(Provided passage):

=======

What I'm Watching: Sukiyaki Western Django

Posted By on Sat, Aug 2, 2014 at 8:35 AM

A battle in the snow in the Yuta Valley in Sukiyaki Western Django - FIRST LOOK INTERNATIONAL
  • First Look International
  • A battle in the snow in the Yuta Valley in Sukiyaki Western Django
Though he's regarded by some as one of the modern masters of cinema, I have long considered Takashi Miike among the most inconsistent of all directors. His oeuvre is immense: 90-plus directorial credits, a sum that includes features, TV shows and the music videos where he got his start. The man has at times made three films a year! So I suppose they can't all be winners. While I haven't seen even a tenth of his output, some that I have seen are extraordinary — 13 Assassins, the Dead or Alive trilogy. Some are just meh. (I still don't know why Audition is so highly regarded.)

Miike is all over the map — not just in terms of quality but in his devil-may-care stylistic attitude. Dude will use any and every technique to make his films visually arresting.

Sukiyaki Western Django is an embodiment of Miike's inconsistency. It may be the one film of his that best encapsulates all that is good, bad and ugly about his style. A lurid, blood-splattered hodge-podge of a movie, Sukiyaki Western Django (hereafter SWD) is a veritable catalog of genres, emotions, narrational tones ... and everything else.

=======

(Dataset section):
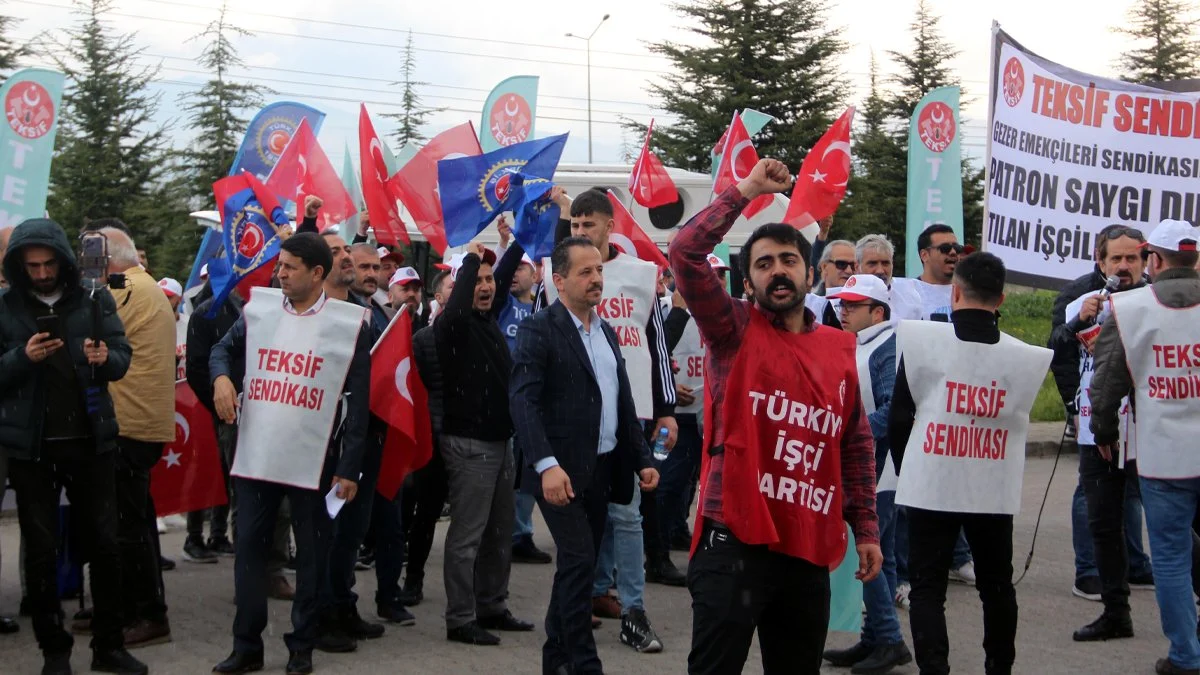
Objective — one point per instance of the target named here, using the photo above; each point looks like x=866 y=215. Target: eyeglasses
x=945 y=249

=======

(To be done):
[A] According to the review of Sukiyaki Western Django, how many directorial credits does Takashi Miike have?
[B] Revise the part of the Sukiyaki Western Django review that opens with the words containing "Sukiyaki Western Django is" and closes with "and everything else.", swapping "inconsistency" for "unpredictability".

(Exercise solutions):
[A] More than 90 (90-plus).

[B]
Sukiyaki Western Django is an embodiment of Miike's unpredictability. It may be the one film of his that best encapsulates all that is good, bad and ugly about his style. A lurid, blood-splattered hodge-podge of a movie, Sukiyaki Western Django (hereafter SWD) is a veritable catalog of genres, emotions, narrational tones ... and everything else.